This function is important from creating new memories and it helps the brain with recovery after injury.
“There’s still a lot we don’t know about this process,” Ngwenya said. “But, I have some preliminary data suggesting you make more of these neurons after traumatic brain injury, and even more if you have spreading depolarizations. This is important because there is the thought that maybe making new neurons, in the context of injury, is actually bad because they’re not able to incorporate properly into the brain, causing even more problems.”
The third and final aim of the study is looking at what happens in the hippocampus when the spreading depolarization does not spread to that part of the brain. Researchers will be using a technology called DREADD, which stands for designer receptors exclusively activated by designer drugs.
“Using that approach we're going to turn off certain neurons in certain parts of the brain and see if that changes how much they began to seize when there's a combination of traumatic brain injury plus spreading depolarizations,” Ngwenya said.
The grant provides nearly $4 million dollars to answer these questions, which could eventually improve the quality of patient’s lives who suffer from the effects of traumatic brain injury and resulting spreading depolarizations.
“Together, the goal is to essentially see what's happening beyond the strip because clinically we know that these patients are having spreading depolarizations, we know they're having bad outcomes, but we don't know that much about how the spreading depolarizations are causing the bad outcomes," Ngwenya said.
DOD grant
The DOD grant will be used to investigate spreading depolarizations as a predictive biomarker of post-traumatic epilepsy.
In Ngwenya’s previous study, she concluded that the combination of traumatic brain injury plus spreading depolarizations is causing changes in the hippocampus, but she and her team haven’t discovered why or how. The next study with the DOD hopes to answer that.
“One of the things that we have found in our preliminary work with animal models, we were seeing a variety of changes in the hippocampus,” said Ngwenya. “One of them has to do with those new neurons that I talked about in the NIH study. In the epilepsy world, when you have new neurons that are generated in the hippocampus and they do not integrate properly, that can actually be a seizure focus.”

**Information provided**:
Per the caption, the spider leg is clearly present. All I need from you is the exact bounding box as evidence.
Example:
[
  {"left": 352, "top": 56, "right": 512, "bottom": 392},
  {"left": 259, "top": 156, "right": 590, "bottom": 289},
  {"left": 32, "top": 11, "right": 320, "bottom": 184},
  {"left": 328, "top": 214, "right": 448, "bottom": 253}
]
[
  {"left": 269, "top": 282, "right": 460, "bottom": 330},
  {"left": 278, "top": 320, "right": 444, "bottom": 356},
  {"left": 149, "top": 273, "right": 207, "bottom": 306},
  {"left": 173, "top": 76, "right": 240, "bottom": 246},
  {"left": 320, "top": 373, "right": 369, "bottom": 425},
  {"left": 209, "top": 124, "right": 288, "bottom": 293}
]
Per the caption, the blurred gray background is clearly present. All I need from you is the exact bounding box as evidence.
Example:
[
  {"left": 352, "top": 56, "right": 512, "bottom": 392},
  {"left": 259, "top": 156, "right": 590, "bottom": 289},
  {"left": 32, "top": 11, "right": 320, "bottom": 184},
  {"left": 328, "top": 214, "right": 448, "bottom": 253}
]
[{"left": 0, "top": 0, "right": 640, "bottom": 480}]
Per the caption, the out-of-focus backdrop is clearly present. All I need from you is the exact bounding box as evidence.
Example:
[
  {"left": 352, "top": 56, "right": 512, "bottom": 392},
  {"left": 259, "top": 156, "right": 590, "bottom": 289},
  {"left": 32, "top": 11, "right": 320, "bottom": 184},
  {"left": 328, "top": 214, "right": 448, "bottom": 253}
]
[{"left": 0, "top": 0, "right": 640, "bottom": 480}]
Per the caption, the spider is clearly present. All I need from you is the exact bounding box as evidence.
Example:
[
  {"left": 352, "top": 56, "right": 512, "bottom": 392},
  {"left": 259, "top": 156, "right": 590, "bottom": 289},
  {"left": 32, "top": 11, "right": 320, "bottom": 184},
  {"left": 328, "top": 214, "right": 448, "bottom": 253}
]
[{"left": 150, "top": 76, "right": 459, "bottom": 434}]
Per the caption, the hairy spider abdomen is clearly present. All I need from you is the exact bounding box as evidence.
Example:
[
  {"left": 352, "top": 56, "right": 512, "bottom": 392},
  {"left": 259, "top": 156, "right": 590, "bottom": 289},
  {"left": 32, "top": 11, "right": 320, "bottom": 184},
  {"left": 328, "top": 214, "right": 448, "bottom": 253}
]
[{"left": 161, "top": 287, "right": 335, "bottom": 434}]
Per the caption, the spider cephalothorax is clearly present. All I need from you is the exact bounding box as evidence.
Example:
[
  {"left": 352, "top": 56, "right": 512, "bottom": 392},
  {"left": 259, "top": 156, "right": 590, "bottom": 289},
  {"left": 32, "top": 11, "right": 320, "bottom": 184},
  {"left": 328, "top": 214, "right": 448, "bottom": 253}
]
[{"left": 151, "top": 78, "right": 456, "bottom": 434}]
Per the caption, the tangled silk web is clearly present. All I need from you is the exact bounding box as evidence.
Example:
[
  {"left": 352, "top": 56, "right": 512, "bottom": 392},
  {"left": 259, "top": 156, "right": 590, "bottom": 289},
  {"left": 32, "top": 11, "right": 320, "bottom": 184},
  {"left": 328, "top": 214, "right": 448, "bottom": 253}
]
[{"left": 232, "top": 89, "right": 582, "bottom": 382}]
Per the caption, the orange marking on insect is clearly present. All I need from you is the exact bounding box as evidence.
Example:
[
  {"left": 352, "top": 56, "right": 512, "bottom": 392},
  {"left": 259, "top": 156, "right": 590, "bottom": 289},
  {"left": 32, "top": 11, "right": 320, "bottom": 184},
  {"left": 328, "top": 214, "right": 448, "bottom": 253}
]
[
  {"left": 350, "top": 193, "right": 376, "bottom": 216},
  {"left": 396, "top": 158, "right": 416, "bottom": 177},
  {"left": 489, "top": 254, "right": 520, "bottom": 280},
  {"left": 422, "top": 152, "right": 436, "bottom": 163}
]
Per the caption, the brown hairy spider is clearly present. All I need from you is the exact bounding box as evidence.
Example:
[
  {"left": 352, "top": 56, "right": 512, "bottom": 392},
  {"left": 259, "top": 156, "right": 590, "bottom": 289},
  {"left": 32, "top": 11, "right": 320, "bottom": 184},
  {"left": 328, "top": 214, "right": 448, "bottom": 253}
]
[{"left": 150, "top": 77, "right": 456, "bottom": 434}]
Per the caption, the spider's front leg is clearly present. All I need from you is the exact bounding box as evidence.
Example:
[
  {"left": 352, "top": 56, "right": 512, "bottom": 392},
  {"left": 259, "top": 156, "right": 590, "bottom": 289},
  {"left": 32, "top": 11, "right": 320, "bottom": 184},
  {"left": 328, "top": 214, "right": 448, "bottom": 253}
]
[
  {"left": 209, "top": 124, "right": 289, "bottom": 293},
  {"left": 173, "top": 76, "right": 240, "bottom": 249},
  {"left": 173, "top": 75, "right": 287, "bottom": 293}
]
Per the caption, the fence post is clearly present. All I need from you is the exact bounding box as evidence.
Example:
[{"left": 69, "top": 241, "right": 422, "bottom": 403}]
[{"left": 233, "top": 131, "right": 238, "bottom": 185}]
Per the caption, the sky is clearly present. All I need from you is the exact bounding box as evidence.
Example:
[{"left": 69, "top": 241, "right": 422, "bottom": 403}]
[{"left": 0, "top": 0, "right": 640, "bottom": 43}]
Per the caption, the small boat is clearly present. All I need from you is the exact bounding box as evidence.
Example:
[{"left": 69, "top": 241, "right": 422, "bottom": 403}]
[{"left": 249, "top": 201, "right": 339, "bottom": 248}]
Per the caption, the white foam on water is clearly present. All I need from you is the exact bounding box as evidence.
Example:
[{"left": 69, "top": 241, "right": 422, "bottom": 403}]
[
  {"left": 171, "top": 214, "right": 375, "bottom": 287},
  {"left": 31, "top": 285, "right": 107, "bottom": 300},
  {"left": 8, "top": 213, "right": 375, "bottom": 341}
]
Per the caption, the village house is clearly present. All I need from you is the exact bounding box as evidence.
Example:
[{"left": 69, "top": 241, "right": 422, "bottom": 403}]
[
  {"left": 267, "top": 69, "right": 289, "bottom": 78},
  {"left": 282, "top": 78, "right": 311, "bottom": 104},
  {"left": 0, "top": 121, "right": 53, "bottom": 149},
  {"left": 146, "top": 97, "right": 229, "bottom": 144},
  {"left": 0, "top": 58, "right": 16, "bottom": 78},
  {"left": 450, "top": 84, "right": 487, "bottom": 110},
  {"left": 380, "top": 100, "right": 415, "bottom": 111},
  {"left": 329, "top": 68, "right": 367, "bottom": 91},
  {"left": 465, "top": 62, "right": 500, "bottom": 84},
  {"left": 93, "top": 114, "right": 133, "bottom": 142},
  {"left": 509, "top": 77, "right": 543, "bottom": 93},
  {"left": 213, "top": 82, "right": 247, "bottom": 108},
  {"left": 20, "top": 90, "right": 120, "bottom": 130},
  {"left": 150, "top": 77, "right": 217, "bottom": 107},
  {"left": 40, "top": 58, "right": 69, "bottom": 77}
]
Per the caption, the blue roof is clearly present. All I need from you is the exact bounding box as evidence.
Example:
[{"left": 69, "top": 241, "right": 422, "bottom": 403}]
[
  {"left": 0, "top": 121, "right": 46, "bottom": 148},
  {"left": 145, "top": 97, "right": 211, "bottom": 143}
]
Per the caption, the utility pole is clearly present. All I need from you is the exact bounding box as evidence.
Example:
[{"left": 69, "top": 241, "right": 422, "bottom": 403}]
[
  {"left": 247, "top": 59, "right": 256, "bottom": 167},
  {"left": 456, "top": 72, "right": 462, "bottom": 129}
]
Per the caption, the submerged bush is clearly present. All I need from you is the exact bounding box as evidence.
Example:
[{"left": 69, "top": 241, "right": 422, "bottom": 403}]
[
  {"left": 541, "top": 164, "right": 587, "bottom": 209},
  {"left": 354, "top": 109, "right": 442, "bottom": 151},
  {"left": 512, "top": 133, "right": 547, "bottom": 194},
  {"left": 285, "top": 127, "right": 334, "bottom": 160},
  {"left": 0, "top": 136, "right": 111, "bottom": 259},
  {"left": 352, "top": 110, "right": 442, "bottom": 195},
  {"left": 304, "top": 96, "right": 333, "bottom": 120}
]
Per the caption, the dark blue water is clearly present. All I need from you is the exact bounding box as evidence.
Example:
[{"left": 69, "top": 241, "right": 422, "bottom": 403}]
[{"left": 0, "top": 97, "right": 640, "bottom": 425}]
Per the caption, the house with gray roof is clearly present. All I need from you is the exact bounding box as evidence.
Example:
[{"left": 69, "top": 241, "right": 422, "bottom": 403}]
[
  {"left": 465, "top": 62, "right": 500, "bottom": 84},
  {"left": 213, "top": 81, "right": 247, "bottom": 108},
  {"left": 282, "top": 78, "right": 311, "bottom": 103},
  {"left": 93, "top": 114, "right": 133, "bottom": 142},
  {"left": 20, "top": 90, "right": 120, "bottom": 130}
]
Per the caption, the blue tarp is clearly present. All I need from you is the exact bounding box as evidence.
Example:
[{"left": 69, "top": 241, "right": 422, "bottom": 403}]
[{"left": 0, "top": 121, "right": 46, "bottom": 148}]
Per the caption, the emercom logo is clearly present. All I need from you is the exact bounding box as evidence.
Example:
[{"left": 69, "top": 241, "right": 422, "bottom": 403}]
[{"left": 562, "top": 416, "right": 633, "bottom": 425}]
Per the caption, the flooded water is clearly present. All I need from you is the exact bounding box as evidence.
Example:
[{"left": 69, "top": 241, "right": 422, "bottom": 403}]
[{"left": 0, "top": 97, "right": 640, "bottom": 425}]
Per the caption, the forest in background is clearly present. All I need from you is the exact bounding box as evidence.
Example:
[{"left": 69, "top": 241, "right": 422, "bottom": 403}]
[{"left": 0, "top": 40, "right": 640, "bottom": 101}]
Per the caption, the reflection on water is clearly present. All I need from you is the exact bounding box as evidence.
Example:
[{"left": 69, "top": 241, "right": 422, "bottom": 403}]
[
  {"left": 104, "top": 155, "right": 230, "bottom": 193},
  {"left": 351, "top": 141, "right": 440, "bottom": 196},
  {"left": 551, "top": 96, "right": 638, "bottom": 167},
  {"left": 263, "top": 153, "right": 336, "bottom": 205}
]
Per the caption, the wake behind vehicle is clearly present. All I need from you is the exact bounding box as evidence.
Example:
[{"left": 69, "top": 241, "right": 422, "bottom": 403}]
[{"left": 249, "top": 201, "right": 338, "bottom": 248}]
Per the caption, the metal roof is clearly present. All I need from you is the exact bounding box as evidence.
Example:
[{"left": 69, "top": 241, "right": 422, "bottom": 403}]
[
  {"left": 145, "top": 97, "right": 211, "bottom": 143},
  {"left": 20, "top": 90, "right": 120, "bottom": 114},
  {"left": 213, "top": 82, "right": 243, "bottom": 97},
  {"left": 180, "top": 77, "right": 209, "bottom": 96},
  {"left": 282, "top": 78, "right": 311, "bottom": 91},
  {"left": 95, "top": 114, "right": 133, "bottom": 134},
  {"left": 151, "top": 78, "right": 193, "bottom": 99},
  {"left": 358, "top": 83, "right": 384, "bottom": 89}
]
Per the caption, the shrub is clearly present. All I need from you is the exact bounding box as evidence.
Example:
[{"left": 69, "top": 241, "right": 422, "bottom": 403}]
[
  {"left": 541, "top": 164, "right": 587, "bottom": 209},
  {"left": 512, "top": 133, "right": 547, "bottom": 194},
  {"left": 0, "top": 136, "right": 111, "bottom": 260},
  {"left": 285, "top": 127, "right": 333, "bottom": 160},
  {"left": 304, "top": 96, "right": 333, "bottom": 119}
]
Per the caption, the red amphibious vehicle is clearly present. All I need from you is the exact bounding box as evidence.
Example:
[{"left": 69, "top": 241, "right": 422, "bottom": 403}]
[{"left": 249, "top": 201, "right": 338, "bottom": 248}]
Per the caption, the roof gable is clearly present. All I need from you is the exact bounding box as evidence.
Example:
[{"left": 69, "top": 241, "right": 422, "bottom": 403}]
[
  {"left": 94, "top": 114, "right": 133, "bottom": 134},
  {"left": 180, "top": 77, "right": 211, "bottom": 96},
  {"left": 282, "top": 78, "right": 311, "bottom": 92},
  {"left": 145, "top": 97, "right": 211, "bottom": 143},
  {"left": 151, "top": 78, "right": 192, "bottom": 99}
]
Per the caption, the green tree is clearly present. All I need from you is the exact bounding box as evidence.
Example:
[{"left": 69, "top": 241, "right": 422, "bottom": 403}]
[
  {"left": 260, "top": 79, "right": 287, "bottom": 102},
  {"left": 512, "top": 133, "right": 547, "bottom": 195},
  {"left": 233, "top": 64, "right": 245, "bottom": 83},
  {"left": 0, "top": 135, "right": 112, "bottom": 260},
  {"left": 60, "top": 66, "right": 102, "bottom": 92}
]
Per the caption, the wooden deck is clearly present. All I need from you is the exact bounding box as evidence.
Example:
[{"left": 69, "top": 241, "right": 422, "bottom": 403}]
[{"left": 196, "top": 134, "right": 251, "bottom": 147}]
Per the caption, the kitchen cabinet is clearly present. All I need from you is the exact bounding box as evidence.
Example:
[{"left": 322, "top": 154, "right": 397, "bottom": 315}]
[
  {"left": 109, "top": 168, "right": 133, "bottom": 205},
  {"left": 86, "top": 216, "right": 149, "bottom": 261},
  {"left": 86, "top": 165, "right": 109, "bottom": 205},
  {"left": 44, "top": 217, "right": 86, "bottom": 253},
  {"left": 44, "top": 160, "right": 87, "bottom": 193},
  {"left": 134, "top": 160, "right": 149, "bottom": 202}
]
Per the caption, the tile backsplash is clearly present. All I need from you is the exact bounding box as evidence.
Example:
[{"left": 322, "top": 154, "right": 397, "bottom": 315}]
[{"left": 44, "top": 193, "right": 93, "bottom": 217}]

**Work instruction A**: Return the stretch of the passage on brain injury research from "This function is" through "by designer drugs.", copied word for word.
**Work instruction B**: According to the passage on brain injury research, what does DREADD stand for?
**Work instruction C**: Continue the passage on brain injury research from the point where it ends.
None of the entries is needed for this work.

**Task response A**:
This function is important from creating new memories and it helps the brain with recovery after injury.
“There’s still a lot we don’t know about this process,” Ngwenya said. “But, I have some preliminary data suggesting you make more of these neurons after traumatic brain injury, and even more if you have spreading depolarizations. This is important because there is the thought that maybe making new neurons, in the context of injury, is actually bad because they’re not able to incorporate properly into the brain, causing even more problems.”
The third and final aim of the study is looking at what happens in the hippocampus when the spreading depolarization does not spread to that part of the brain. Researchers will be using a technology called DREADD, which stands for designer receptors exclusively activated by designer drugs.

**Task response B**: Designer receptors exclusively activated by designer drugs.

**Task response C**:
This grant also has three aims. First, researchers hope to determine if animals who have experienced traumatic brain injury plus spreading depolarizations are more likely to develop epilepsy than the animals who experienced traumatic brain injury, but not spreading depolarizations.
“We’re going to wait three to six months to see if those animals develop epilepsy. We’ll be monitoring them on video EEG for seizures,” she said.
If they determine that the animals who experienced spreading depolarizations are more likely to develop epilepsy, then aims two and three will try to determine what the pathology is that may be contributing to this development.
In earlier research, Ngwenya discovered that models with both TBI and SDs have neurons that are dying in the hilus, a part of the hippocampus. The neurons that tend to be in the hilus are interneurons meaning that they are inhibitory bonds, or they turn things off.
“When you have neurons that normally turn things off, and then they’re no longer there, that means the rest of the neurons are more active and that could cause a seizure,” said Ngwenya. “In aim two, we’re looking at how many of these neurons that normally shut things down are dying because of this combination of TBI plus SD which may then predispose to seizures down the line.”
The third goal will look at the new neurons that are being created after the combination of traumatic brain injury plus spreading depolarizations.
“We have evidence that the new neurons that are created are abnormal,” Ngwenya said. “We’re actually going to block the creation of the new neurons to determine if that decreases the bad tissue and potentially the seizure potential down the line.”
The DOD grant will provide more than $815,000 over the next three years to fund this research.